*Exercise requirements:* Rewrite the records below from their start through the line containing "top-left (310, 64), bottom-right (444, 91)", changing "traffic cone" to "safety cone" and leaving everything else as it is. Leave the pictures out of your answer.

══ Exercise input ══

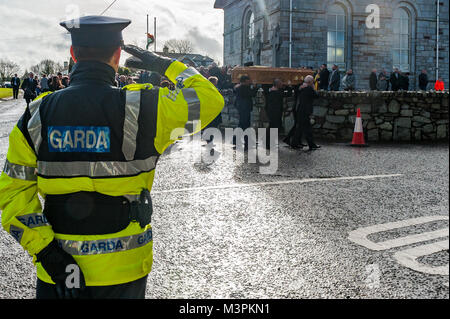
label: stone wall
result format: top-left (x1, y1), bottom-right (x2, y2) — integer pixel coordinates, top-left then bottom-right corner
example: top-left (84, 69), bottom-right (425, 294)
top-left (217, 90), bottom-right (449, 142)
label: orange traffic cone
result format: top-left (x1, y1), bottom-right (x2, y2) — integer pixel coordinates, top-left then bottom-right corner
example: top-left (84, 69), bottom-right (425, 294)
top-left (350, 109), bottom-right (367, 146)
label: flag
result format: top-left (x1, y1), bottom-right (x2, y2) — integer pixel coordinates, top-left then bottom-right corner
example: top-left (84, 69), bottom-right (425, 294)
top-left (147, 33), bottom-right (155, 50)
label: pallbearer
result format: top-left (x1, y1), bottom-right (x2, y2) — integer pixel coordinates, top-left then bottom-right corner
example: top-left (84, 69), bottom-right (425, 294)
top-left (0, 16), bottom-right (224, 298)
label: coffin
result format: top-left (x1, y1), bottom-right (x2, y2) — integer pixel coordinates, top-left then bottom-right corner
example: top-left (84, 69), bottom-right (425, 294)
top-left (231, 66), bottom-right (314, 85)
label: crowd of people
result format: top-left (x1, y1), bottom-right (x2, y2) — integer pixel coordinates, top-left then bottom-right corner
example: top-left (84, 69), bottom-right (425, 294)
top-left (12, 63), bottom-right (444, 150)
top-left (310, 64), bottom-right (444, 91)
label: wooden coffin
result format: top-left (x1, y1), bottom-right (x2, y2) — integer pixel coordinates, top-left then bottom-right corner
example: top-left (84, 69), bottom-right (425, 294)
top-left (231, 66), bottom-right (314, 85)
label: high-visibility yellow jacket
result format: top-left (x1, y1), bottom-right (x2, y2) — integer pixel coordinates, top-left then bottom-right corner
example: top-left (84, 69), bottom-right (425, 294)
top-left (0, 61), bottom-right (224, 286)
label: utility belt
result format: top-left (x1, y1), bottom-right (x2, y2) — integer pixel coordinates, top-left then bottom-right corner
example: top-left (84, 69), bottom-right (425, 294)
top-left (44, 190), bottom-right (153, 235)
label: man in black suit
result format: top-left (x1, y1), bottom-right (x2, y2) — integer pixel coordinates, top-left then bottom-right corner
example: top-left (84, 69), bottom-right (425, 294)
top-left (233, 75), bottom-right (258, 150)
top-left (11, 74), bottom-right (20, 100)
top-left (319, 64), bottom-right (330, 91)
top-left (291, 75), bottom-right (320, 151)
top-left (329, 64), bottom-right (341, 91)
top-left (390, 68), bottom-right (401, 91)
top-left (20, 72), bottom-right (38, 106)
top-left (419, 69), bottom-right (428, 91)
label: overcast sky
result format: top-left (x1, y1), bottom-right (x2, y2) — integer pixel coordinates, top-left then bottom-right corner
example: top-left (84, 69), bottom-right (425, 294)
top-left (0, 0), bottom-right (223, 71)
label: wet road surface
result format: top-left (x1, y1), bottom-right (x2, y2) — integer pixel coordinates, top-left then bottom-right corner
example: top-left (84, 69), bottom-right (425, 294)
top-left (0, 100), bottom-right (449, 298)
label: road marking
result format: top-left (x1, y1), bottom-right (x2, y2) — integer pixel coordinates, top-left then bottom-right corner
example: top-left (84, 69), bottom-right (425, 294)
top-left (348, 215), bottom-right (449, 251)
top-left (152, 174), bottom-right (403, 194)
top-left (394, 241), bottom-right (448, 276)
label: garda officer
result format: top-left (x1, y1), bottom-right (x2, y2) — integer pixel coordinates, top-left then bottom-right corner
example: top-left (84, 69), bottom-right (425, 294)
top-left (0, 16), bottom-right (224, 298)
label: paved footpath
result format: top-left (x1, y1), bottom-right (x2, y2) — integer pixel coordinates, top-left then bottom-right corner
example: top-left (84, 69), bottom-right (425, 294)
top-left (0, 100), bottom-right (449, 298)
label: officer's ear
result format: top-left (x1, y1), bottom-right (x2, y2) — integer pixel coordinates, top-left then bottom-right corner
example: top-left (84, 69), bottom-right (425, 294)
top-left (70, 45), bottom-right (77, 63)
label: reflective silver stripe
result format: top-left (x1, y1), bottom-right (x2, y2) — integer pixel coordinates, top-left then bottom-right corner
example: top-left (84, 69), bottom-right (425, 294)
top-left (3, 159), bottom-right (37, 182)
top-left (176, 67), bottom-right (200, 82)
top-left (28, 99), bottom-right (42, 154)
top-left (16, 213), bottom-right (50, 228)
top-left (57, 229), bottom-right (153, 256)
top-left (182, 89), bottom-right (200, 132)
top-left (37, 156), bottom-right (158, 177)
top-left (122, 91), bottom-right (141, 161)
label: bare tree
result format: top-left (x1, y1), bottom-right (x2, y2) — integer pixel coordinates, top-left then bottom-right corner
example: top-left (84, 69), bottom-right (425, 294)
top-left (0, 59), bottom-right (20, 81)
top-left (164, 39), bottom-right (194, 53)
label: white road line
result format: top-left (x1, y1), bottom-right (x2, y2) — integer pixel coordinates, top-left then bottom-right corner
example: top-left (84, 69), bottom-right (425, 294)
top-left (394, 240), bottom-right (448, 276)
top-left (348, 215), bottom-right (449, 251)
top-left (152, 174), bottom-right (403, 194)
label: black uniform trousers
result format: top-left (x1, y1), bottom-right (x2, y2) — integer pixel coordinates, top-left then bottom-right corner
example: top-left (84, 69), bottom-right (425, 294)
top-left (36, 276), bottom-right (148, 299)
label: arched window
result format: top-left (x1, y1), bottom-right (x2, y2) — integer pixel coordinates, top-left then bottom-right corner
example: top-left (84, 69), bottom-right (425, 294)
top-left (244, 10), bottom-right (255, 48)
top-left (327, 4), bottom-right (347, 69)
top-left (229, 24), bottom-right (234, 53)
top-left (392, 8), bottom-right (411, 72)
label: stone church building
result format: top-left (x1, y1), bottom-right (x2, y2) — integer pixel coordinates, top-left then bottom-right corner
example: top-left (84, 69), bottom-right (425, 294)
top-left (214, 0), bottom-right (449, 90)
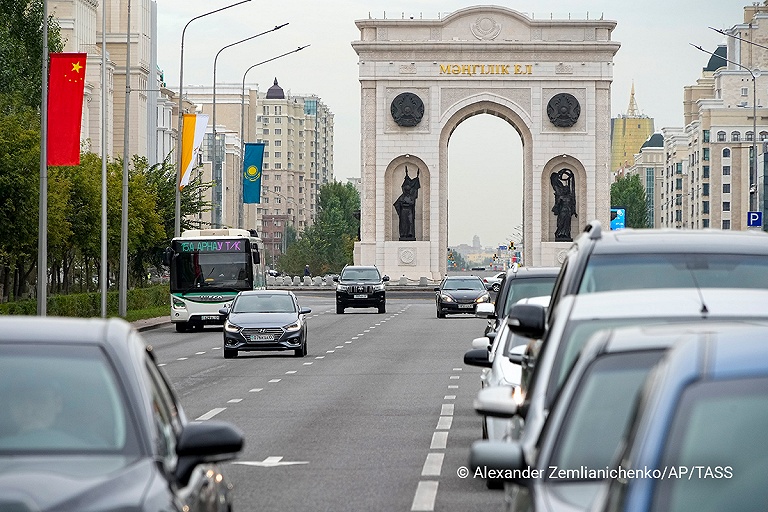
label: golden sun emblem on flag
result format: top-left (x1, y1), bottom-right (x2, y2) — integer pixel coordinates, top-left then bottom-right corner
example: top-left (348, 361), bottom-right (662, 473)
top-left (244, 165), bottom-right (261, 181)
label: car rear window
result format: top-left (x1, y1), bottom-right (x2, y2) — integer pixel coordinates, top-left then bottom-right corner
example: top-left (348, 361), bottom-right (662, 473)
top-left (579, 253), bottom-right (768, 293)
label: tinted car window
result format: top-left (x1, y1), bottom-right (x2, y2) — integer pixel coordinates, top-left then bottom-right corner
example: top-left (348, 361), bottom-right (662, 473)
top-left (579, 254), bottom-right (768, 293)
top-left (549, 350), bottom-right (663, 480)
top-left (654, 378), bottom-right (768, 512)
top-left (0, 345), bottom-right (137, 454)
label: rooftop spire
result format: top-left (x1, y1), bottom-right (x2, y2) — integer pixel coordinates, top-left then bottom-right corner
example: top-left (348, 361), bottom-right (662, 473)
top-left (627, 80), bottom-right (640, 117)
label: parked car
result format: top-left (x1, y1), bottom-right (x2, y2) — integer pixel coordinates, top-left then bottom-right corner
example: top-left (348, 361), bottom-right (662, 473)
top-left (219, 290), bottom-right (312, 359)
top-left (549, 220), bottom-right (768, 320)
top-left (593, 323), bottom-right (768, 512)
top-left (470, 324), bottom-right (690, 512)
top-left (483, 272), bottom-right (506, 293)
top-left (435, 276), bottom-right (491, 318)
top-left (0, 316), bottom-right (243, 512)
top-left (333, 265), bottom-right (389, 315)
top-left (484, 288), bottom-right (768, 476)
top-left (476, 265), bottom-right (560, 336)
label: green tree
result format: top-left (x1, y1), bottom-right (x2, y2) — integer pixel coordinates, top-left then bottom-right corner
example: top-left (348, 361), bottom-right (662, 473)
top-left (611, 174), bottom-right (650, 228)
top-left (278, 182), bottom-right (360, 275)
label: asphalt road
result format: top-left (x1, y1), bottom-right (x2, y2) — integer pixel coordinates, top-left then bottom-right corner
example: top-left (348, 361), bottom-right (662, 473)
top-left (143, 292), bottom-right (502, 512)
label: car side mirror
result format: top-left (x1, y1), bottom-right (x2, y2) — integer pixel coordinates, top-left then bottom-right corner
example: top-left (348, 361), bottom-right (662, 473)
top-left (175, 421), bottom-right (244, 487)
top-left (507, 304), bottom-right (547, 339)
top-left (464, 348), bottom-right (493, 368)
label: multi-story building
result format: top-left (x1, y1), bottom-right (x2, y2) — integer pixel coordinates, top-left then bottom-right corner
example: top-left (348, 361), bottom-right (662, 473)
top-left (632, 2), bottom-right (768, 230)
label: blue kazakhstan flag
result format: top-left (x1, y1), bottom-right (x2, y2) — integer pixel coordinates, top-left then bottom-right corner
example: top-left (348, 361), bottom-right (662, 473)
top-left (243, 142), bottom-right (264, 203)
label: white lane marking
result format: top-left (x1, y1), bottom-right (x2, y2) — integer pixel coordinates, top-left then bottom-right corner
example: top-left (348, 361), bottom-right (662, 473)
top-left (421, 453), bottom-right (445, 476)
top-left (429, 432), bottom-right (448, 450)
top-left (195, 407), bottom-right (226, 421)
top-left (411, 480), bottom-right (437, 512)
top-left (233, 457), bottom-right (309, 468)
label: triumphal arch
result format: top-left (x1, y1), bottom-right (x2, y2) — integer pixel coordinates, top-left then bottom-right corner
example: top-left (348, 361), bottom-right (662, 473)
top-left (352, 6), bottom-right (619, 279)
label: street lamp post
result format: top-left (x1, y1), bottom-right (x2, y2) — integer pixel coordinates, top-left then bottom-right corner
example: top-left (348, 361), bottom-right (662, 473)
top-left (211, 23), bottom-right (288, 228)
top-left (691, 44), bottom-right (762, 212)
top-left (237, 44), bottom-right (309, 228)
top-left (173, 0), bottom-right (251, 240)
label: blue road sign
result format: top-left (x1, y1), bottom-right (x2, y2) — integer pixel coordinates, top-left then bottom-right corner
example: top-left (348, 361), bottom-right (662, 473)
top-left (747, 212), bottom-right (763, 228)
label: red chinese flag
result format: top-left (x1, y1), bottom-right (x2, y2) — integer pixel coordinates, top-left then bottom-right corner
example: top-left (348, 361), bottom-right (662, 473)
top-left (48, 53), bottom-right (87, 165)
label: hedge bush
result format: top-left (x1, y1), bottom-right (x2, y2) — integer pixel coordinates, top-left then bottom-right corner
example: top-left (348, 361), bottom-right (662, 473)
top-left (0, 284), bottom-right (170, 317)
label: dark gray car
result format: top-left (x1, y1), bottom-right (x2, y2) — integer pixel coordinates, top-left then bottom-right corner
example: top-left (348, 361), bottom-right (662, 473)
top-left (0, 317), bottom-right (243, 512)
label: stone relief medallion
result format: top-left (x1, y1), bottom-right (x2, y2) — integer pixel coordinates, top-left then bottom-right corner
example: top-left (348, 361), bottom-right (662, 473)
top-left (397, 247), bottom-right (416, 265)
top-left (390, 92), bottom-right (424, 126)
top-left (469, 16), bottom-right (501, 41)
top-left (547, 92), bottom-right (581, 128)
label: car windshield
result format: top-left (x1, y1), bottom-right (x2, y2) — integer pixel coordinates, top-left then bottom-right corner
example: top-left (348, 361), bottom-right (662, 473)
top-left (579, 253), bottom-right (768, 293)
top-left (341, 268), bottom-right (381, 282)
top-left (502, 276), bottom-right (557, 316)
top-left (0, 345), bottom-right (135, 453)
top-left (232, 293), bottom-right (296, 313)
top-left (547, 350), bottom-right (664, 481)
top-left (653, 378), bottom-right (768, 512)
top-left (443, 278), bottom-right (485, 291)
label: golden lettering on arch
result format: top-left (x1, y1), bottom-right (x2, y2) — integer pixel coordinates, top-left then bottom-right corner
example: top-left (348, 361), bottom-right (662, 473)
top-left (440, 63), bottom-right (533, 76)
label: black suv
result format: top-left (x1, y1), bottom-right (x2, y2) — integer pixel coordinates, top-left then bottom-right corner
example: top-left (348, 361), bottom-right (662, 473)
top-left (333, 265), bottom-right (389, 315)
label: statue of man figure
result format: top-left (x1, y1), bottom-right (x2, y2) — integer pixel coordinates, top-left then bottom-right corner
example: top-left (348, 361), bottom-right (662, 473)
top-left (549, 169), bottom-right (578, 242)
top-left (394, 166), bottom-right (421, 240)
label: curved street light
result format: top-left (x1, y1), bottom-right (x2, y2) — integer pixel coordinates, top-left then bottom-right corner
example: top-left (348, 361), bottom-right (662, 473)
top-left (211, 23), bottom-right (288, 228)
top-left (173, 0), bottom-right (251, 236)
top-left (237, 44), bottom-right (309, 228)
top-left (689, 43), bottom-right (762, 212)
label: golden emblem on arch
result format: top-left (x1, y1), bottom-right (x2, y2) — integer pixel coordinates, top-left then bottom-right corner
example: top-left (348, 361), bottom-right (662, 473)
top-left (243, 165), bottom-right (261, 182)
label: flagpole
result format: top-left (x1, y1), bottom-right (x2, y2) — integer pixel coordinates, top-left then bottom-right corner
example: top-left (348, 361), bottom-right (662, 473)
top-left (211, 23), bottom-right (288, 228)
top-left (173, 0), bottom-right (251, 237)
top-left (237, 44), bottom-right (309, 228)
top-left (37, 0), bottom-right (48, 316)
top-left (99, 2), bottom-right (109, 318)
top-left (118, 0), bottom-right (131, 318)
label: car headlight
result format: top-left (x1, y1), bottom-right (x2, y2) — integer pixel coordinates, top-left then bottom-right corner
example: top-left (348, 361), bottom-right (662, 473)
top-left (224, 320), bottom-right (243, 332)
top-left (283, 318), bottom-right (301, 332)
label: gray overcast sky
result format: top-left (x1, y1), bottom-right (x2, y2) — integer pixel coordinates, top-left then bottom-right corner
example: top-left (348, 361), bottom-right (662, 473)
top-left (157, 0), bottom-right (751, 246)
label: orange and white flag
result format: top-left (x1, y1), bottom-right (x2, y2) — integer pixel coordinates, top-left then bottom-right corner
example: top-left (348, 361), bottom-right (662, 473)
top-left (179, 114), bottom-right (208, 190)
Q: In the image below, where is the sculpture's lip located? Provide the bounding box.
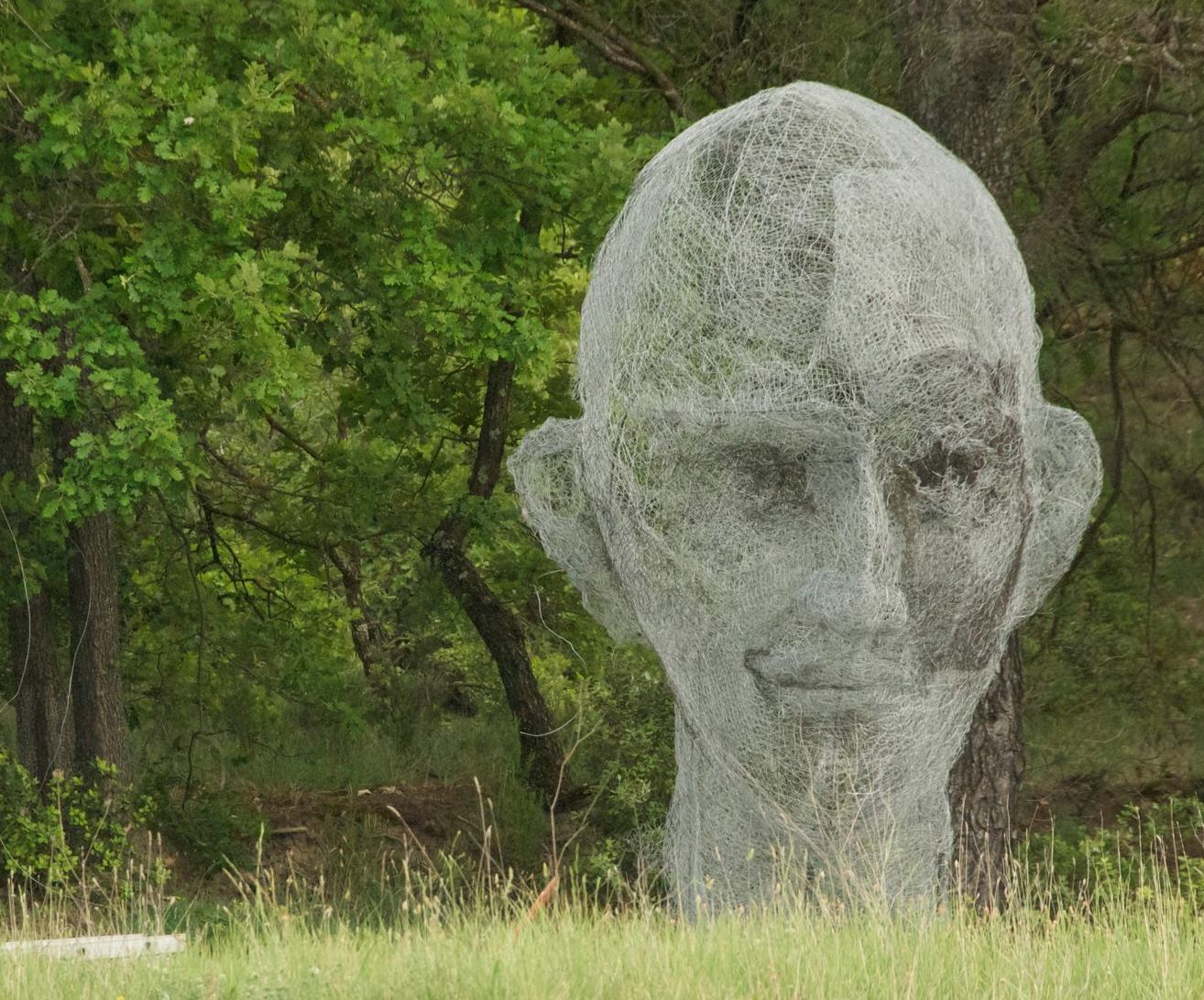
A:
[744,649,908,694]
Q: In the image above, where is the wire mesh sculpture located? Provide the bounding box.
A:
[509,83,1100,911]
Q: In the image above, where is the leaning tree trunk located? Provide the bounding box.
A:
[896,0,1032,908]
[68,511,129,777]
[0,365,74,783]
[422,361,570,804]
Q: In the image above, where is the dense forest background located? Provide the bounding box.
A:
[0,0,1204,886]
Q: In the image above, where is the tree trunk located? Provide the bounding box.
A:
[896,0,1032,908]
[68,511,129,777]
[326,543,385,690]
[948,632,1024,909]
[0,365,73,782]
[422,361,568,804]
[8,590,74,785]
[427,541,567,802]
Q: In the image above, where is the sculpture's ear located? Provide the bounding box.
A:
[1015,403,1100,623]
[507,418,643,643]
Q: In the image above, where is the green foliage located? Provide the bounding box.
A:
[1023,797,1204,912]
[0,751,155,890]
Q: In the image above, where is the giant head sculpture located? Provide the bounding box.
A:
[510,83,1100,907]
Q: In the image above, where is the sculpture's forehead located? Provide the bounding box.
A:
[579,79,1038,400]
[587,351,1029,437]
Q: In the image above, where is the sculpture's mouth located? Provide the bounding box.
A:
[744,643,914,694]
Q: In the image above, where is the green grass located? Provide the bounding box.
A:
[0,800,1204,1000]
[0,905,1204,1000]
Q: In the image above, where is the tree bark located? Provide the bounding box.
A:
[68,511,130,778]
[948,630,1024,909]
[422,361,566,804]
[896,0,1032,908]
[0,365,73,783]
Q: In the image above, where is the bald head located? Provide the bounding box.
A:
[579,83,1038,412]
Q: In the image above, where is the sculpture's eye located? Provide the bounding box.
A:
[726,445,814,518]
[906,441,986,489]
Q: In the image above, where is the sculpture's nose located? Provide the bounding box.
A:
[798,459,908,633]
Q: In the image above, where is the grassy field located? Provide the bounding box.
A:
[0,908,1204,1000]
[0,867,1204,1000]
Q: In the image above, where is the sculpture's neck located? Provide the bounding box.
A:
[666,679,974,912]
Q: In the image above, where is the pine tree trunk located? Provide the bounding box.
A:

═══

*Correct output:*
label: stone wall
result format: top-left (x1, y1), bottom-right (x2, y2) — integer pixel coordinates, top-left then bottom-right corner
example: top-left (84, 69), bottom-right (425, 294)
top-left (217, 90), bottom-right (449, 142)
label: orange safety cone
result format: top-left (x1, y1), bottom-right (x2, y2) — integer pixel coordinates, top-left then bottom-right corner
example: top-left (84, 69), bottom-right (425, 294)
top-left (350, 109), bottom-right (367, 146)
label: flag
result format: top-left (x1, y1), bottom-right (x2, y2) — integer pixel coordinates, top-left then bottom-right corner
example: top-left (84, 69), bottom-right (425, 294)
top-left (147, 33), bottom-right (155, 50)
label: pallbearer
result format: top-left (x1, y1), bottom-right (x2, y2) — integer pixel coordinates, top-left then bottom-right corner
example: top-left (84, 69), bottom-right (425, 294)
top-left (0, 16), bottom-right (224, 298)
label: coffin
result format: top-left (x1, y1), bottom-right (x2, y2) — integer pixel coordinates, top-left then bottom-right corner
example: top-left (84, 69), bottom-right (425, 294)
top-left (231, 66), bottom-right (314, 85)
label: crowd of people
result format: top-left (x1, y1), bottom-right (x2, y2) — integer pixel coordinates, top-left then bottom-right corner
example: top-left (84, 69), bottom-right (425, 294)
top-left (12, 63), bottom-right (444, 150)
top-left (310, 64), bottom-right (444, 91)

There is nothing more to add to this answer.